_What you are asked to do_
Report every line below that contains the string "statue", matching case exactly.

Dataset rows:

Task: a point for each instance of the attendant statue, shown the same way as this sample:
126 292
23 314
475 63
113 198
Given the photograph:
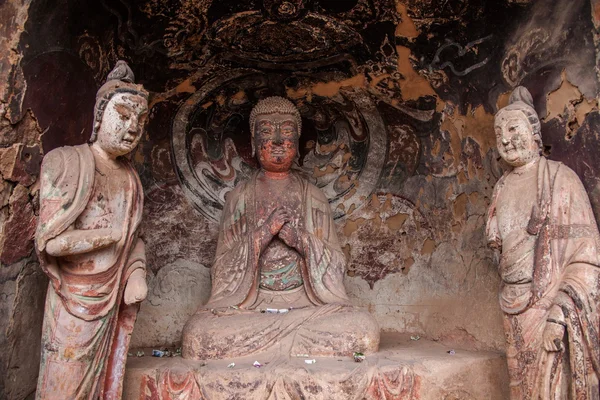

_Written answer_
Task: a point for each instance of the attendant statue, shown the same way as this sample:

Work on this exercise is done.